Supplied passage:
════════════════
2 Chronicles 28:7 “And Zichri, a mighty man of Ephraim, slew Maaseiah the king’s son, and Azrikam the governor of the house, and Elkanah [that was] next to the king.”
Who therefore must have escaped being burnt in the valley of Hinnom, or only was caused to pass through the fire there (2 Chron. 28:3).
“And Azrikam the governor of the house”: Steward or treasurer in the king’s house, in the same office as Shebna was (Isaiah 22:15).
“And Elkanah that was next to the king”: Prime minister of state.
2 Chronicles 28:8 “And the children of Israel carried away captive of their brethren two hundred thousand, women, sons, and daughters, and took also away much spoil from them, and brought the spoil to Samaria.”
Which was a very large and unusual number to be carried captive. But having made such a slaughter of the men, and the rest being intimidated thereby, it was the more easily done.
“And took away also much spoil from them”: Wealth and riches out of their cities, and even from Jerusalem. For by the preceding verse it seems as if they came there.
“And brought the spoils to Samaria”: Or rather “towards Samaria”, as some render the word; for they were not as yet come to it, nor did they bring it and their captives there (see 2 Chron. 9:15). “Samaria”: The capital city of the northern kingdom of Israel.
════════════════
Dataset:
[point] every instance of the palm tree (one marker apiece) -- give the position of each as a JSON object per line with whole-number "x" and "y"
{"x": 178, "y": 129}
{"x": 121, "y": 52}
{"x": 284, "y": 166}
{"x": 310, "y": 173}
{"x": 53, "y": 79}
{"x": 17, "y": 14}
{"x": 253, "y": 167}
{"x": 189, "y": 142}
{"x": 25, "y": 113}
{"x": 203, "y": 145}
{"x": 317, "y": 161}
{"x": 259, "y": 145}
════════════════
Exercise goal: Write the next part of the commentary on 2 Chronicles 28, picking up after its final sentence. The items are separate material and are unrelated to the commentary on 2 Chronicles 28.

Result of the exercise:
It appears that the mighty man of Israel, Zichri, caught the soldiers of Judah in battle with Syria and came and took their wives, sons and daughters captive back to Israel. This 200,000 were not soldiers, they were their families. Maaseiah would have been quite young had he been the son of Ahaz. Perhaps that is why the governor was killed also. He was probably in charge of the son. In fact, Elkanah, who would have been second in command, was caught and killed also. Elkanah was not Ahaz’s son. He was like his vice president. He was second in command of Judah.
2 Chronicles 28:9 “But a prophet of the LORD was there, whose name [was] Oded: and he went out before the host that came to Samaria, and said unto them, Behold, because the LORD God of your fathers was wroth with Judah, he hath delivered them into your hand, and ye have slain them in a rage [that] reacheth up unto heaven.”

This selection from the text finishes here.